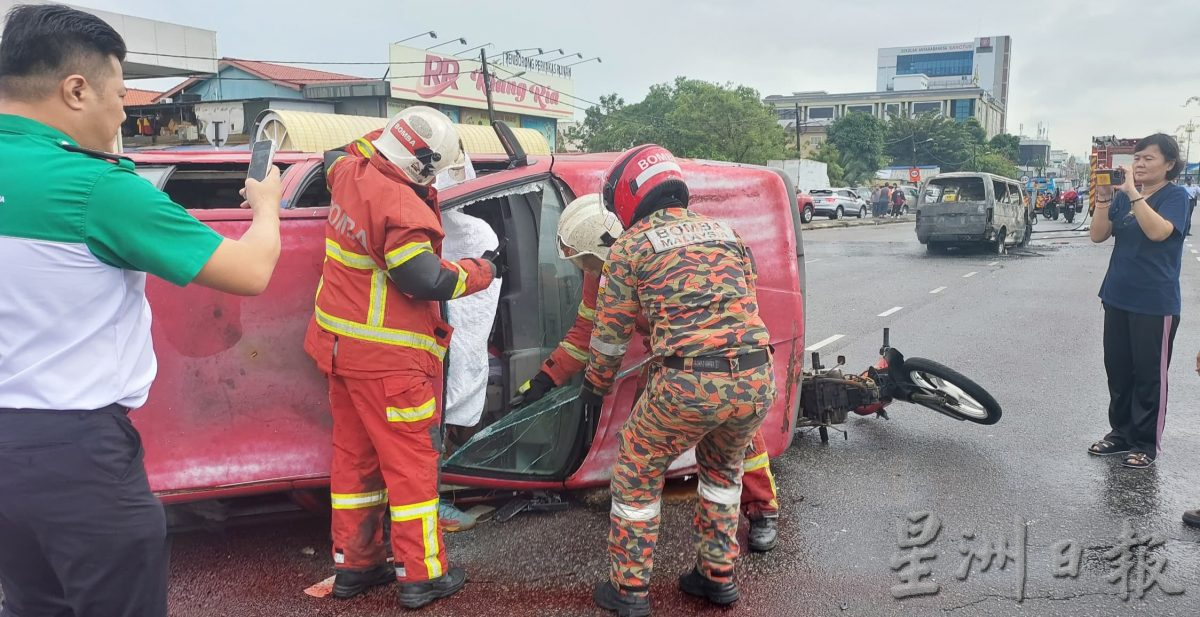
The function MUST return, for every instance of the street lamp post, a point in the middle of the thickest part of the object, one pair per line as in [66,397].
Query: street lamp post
[460,40]
[431,34]
[582,61]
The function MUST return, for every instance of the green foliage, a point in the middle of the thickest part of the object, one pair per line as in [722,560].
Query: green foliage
[690,118]
[829,155]
[1009,145]
[859,138]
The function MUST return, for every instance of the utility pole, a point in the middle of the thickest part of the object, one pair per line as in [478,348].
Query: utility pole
[798,130]
[487,87]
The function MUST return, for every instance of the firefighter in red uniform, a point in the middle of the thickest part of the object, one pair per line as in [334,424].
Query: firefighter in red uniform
[585,233]
[379,336]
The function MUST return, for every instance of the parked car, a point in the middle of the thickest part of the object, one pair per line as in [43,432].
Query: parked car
[804,202]
[973,208]
[838,203]
[239,409]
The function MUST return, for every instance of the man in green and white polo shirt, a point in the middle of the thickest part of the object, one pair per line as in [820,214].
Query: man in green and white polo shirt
[81,533]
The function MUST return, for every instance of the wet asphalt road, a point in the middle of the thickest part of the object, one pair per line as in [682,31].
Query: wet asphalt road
[1025,325]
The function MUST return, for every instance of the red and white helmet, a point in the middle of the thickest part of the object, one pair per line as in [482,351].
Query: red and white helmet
[641,175]
[423,143]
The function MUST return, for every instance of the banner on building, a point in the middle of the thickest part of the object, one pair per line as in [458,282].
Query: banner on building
[544,89]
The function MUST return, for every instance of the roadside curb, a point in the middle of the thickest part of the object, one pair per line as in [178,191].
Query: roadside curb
[856,222]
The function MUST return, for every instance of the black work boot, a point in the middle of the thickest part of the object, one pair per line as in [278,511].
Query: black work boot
[348,583]
[624,604]
[721,593]
[763,533]
[417,594]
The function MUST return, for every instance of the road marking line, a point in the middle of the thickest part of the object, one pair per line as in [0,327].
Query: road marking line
[827,341]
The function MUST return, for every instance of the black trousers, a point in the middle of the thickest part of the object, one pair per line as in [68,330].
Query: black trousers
[1137,355]
[81,533]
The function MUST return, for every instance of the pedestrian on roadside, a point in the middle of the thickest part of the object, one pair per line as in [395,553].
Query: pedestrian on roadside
[1140,295]
[881,203]
[898,202]
[81,532]
[1193,193]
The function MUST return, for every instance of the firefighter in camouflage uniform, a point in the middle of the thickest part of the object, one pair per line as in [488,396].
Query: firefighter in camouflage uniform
[693,280]
[586,231]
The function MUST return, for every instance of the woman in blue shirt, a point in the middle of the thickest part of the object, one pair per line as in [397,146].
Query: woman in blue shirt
[1141,295]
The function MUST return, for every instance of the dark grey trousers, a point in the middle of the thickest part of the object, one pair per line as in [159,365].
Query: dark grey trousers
[81,533]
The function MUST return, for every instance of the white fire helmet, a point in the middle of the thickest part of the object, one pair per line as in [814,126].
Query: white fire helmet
[423,143]
[587,228]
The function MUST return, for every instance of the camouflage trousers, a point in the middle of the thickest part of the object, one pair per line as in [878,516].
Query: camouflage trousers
[718,414]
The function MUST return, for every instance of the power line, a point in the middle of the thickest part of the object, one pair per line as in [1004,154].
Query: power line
[293,61]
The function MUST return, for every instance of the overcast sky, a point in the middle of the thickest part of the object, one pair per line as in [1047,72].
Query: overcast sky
[1079,67]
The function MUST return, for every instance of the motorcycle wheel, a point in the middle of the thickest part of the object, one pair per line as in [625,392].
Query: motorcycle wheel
[961,397]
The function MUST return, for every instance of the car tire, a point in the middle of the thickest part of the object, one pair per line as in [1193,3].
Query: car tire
[1027,235]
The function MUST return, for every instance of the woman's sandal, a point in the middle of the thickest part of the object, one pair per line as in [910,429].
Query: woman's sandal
[1107,448]
[1138,460]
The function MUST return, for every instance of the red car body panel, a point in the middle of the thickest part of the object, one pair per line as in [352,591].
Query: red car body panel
[239,408]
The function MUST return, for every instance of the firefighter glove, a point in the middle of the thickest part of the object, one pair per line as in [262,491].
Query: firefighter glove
[534,389]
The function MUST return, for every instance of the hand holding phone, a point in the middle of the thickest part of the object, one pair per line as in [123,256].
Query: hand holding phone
[264,190]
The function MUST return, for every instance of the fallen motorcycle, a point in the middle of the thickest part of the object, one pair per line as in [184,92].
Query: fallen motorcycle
[829,395]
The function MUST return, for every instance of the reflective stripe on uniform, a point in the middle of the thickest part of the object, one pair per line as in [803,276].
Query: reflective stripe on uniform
[574,351]
[378,299]
[364,147]
[723,495]
[756,462]
[348,258]
[426,513]
[401,256]
[606,348]
[413,414]
[461,286]
[633,513]
[354,501]
[379,335]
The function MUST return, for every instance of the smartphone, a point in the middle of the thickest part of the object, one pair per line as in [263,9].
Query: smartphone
[1109,178]
[261,154]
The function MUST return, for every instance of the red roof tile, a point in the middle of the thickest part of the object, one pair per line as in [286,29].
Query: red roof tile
[135,96]
[291,76]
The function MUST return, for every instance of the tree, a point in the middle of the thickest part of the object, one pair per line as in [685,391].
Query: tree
[828,154]
[936,141]
[690,118]
[859,138]
[1009,145]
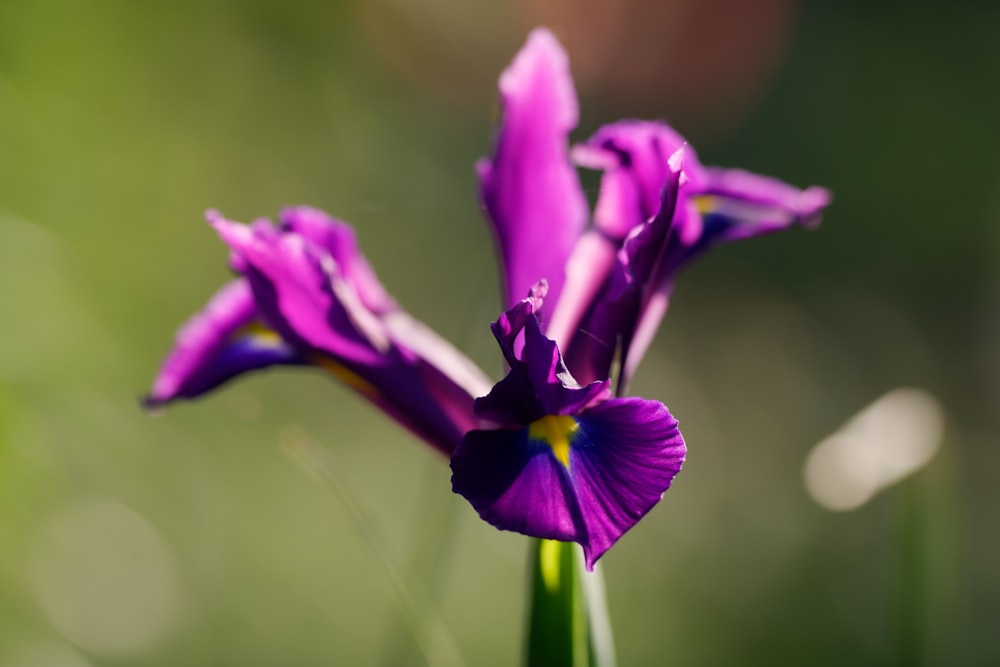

_ _ _

_Problem requirements_: Lay out every row above as a Markdown table with the columns Number and Text, skipping any blank rows. Leave the pictures out of the table.

_Correct output_:
| Number | Text |
|---|---|
| 1 | The function MUST return, for every instance of the street lamp post, a point in the middle of the thickest part of the object, one pair per line as in [66,397]. |
| 2 | Query: street lamp post |
| 3 | [460,40] |
| 4 | [431,34] |
| 5 | [582,61] |
| 6 | The function MUST return, for every instance of the green foliage, a point in the middle of the thickest part of the object, one pair per line as in [722,560]. |
| 7 | Query: green foliage |
| 8 | [690,118] |
| 9 | [829,155] |
| 10 | [1009,145] |
| 11 | [859,138] |
| 12 | The function MUST return, for every instance of the utility pole, a point in the middle of the thickest part of the object, one pair per line as in [478,348]. |
| 13 | Query: utility pole |
| 14 | [798,130] |
| 15 | [487,87] |
| 16 | The function MUST return, for every instance of the firefighter in red uniform, a point in the middle of the thickest part of the object, one pair per line as in [334,424]. |
| 17 | Query: firefighter in red uniform |
| 18 | [585,233] |
| 19 | [379,336] |
| 20 | The function MUST return, for every instance of the parked car, a point in the middle of the thickest part of the object, one pair per line as in [43,432]. |
| 21 | Query: parked car |
| 22 | [804,202] |
| 23 | [973,208] |
| 24 | [838,203] |
| 25 | [239,409] |
| 26 | The function MUST return, for every instance of the man in green and white polo shirt, a point in the middle of the thickest part of the object, one pair per line as in [820,214]. |
| 27 | Query: man in green and white polo shirt |
| 28 | [81,533] |
| 29 | The function MUST return, for every instance of the wet asphalt road, a point in the middle of the thickest part of the object, one pair per line as in [682,31]. |
| 30 | Query: wet asphalt road |
| 31 | [1025,325] |
| 32 | The function MUST return, for every instance of the red and white helmet, a point in the middle of the thickest part of the object, one pair per line as in [482,351]. |
| 33 | Query: red and white helmet |
| 34 | [641,175] |
| 35 | [423,143] |
| 36 | The function MUST return, for every instance of the banner on building, a point in the middle of the thickest part of the object, one pair per line as in [458,282]. |
| 37 | Query: banner on building |
| 38 | [544,89] |
| 39 | The function MUST return, for every instance of the roadside curb, a point in the middle of the thickest part of the object, one pair per line as in [178,191]. |
| 40 | Query: roadside curb |
| 41 | [856,222] |
| 42 | The function MUST return, for every instance of the black work boot, a point in the middle of the thickest part of the object, one pair per line as in [278,511]. |
| 43 | Query: black work boot |
| 44 | [348,583] |
| 45 | [624,604] |
| 46 | [721,593] |
| 47 | [763,533] |
| 48 | [417,594] |
| 49 | The function MUST return, for every instance of the road marking line, a point in the middle of the thickest part of the object, one pair per line as in [0,327]. |
| 50 | Query: road marking line |
| 51 | [827,341] |
| 52 | The function MUST return, for every instance of the black trousers, a point in the middle of the thickest part of the object, one pair per line as in [68,330]. |
| 53 | Query: black trousers |
| 54 | [1137,355] |
| 55 | [81,533] |
| 56 | The function MUST return, for every instance of the pedestrian on roadside, a point in the middle of the thickest part of the object, one pair per line as in [395,553]. |
| 57 | Query: pedestrian on roadside |
| 58 | [1140,295] |
| 59 | [881,203] |
| 60 | [898,202] |
| 61 | [81,532] |
| 62 | [1193,193] |
| 63 | The function MUST return, for every instance of the firefighter in camouflage uniform, a point in the middle of the thickest part of the object, one pair per line as in [488,396]. |
| 64 | Query: firefighter in camouflage uniform |
| 65 | [693,280] |
| 66 | [586,231] |
| 67 | The function MUST return, for every instance of the woman in blue shirt, a point in the middle of the thickest part of the object, one pair per line as in [397,146]. |
| 68 | Query: woman in blue shirt |
| 69 | [1141,295] |
| 70 | The function MUST return, for every instance of the dark grey trousers, a point in the middle of the thickest part of the object, one pair per line as in [159,365]. |
| 71 | Query: dark grey trousers |
| 72 | [81,533] |
| 73 | The function MUST return, for every instance of the white fire helmet, a point in the middle of the thickest part of the object, one pair per line as in [814,126]. |
| 74 | Query: white fire helmet |
| 75 | [423,143] |
| 76 | [587,228] |
| 77 | The function MUST return, for every instance of the camouflage trousers, a point in the middle of the thickest part of the object, one pair per line as in [878,516]. |
| 78 | Query: camouflage trousers |
| 79 | [718,414] |
| 80 | The function MUST return, for every instance of the power line, a point in the middle of the thickest part of the object, one pair per line as in [1004,154]. |
| 81 | Query: power line |
| 82 | [293,61] |
| 83 | The function MUST return, for every instance of the overcast sky, a point in the middle of the thickest part of the object, one pair per line as in [1047,72]. |
| 84 | Query: overcast sky |
| 85 | [1079,67] |
| 86 | The function MUST return, for every instance of the motorcycle wheel, a point in the middle of the thickest part of the object, one pair per line as in [625,392]. |
| 87 | Query: motorcycle wheel |
| 88 | [961,397] |
| 89 | The function MUST return, for every instance of the car tire, a point in the middle of the thickest part of the object, one pair per line as in [1193,3]. |
| 90 | Query: car tire |
| 91 | [1027,235] |
| 92 | The function MUST return, for every instance of the woman's sandal, a point in the middle of the thickest part of the object, one pair per line as in [910,429]. |
| 93 | Query: woman's sandal |
| 94 | [1107,448] |
| 95 | [1138,460] |
| 96 | The function MUST return, for every instance of the red car body panel, a point in the middle of the thickest part of the object, one pair per line as in [352,591]. |
| 97 | Query: red car body panel |
| 98 | [239,408] |
| 99 | The function MUST return, for every instance of the firefighter glove, a point in the middle of the thickest part of the object, one pair per line as in [262,491]. |
| 100 | Query: firefighter glove |
| 101 | [534,389] |
| 102 | The function MUST return, for every instance of the hand holding phone, a point in the middle of the thickest part of the object, one pair per line as in [123,256]. |
| 103 | Query: hand holding phone |
| 104 | [264,190] |
| 105 | The function MUST return, for every instance of the fallen motorcycle, a point in the middle of the thickest part of the object, one pair per line as in [184,92]. |
| 106 | Query: fallen motorcycle |
| 107 | [829,395] |
| 108 | The function MUST return, for every instance of the reflective stripe on uniform, a point in the middle of the thickest part of the object, one pair per line as in [803,276]. |
| 109 | Query: reflective stripe on uniform |
| 110 | [574,351] |
| 111 | [378,299] |
| 112 | [364,147] |
| 113 | [723,495] |
| 114 | [756,462] |
| 115 | [348,258] |
| 116 | [426,513] |
| 117 | [401,256] |
| 118 | [606,348] |
| 119 | [413,414] |
| 120 | [461,286] |
| 121 | [633,513] |
| 122 | [354,501] |
| 123 | [379,335] |
| 124 | The function MUST return, for every instance of the smartphone, a point in the middle of the thickest part of the object, one pair per line as in [263,9]. |
| 125 | Query: smartphone |
| 126 | [1109,178] |
| 127 | [261,154] |
| 128 | The function MUST return, for every instance of the red roof tile, a point in the middle of the thickest part of the object, one pair per line as in [286,29]. |
| 129 | Query: red roof tile |
| 130 | [135,96] |
| 131 | [291,76] |
| 132 | The function MUST return, for every instance of the tree, a point in the middle of the thickest part of the object, one pair per line as in [685,391]. |
| 133 | Query: tree |
| 134 | [828,154] |
| 135 | [936,141] |
| 136 | [690,118] |
| 137 | [859,138] |
| 138 | [1009,145] |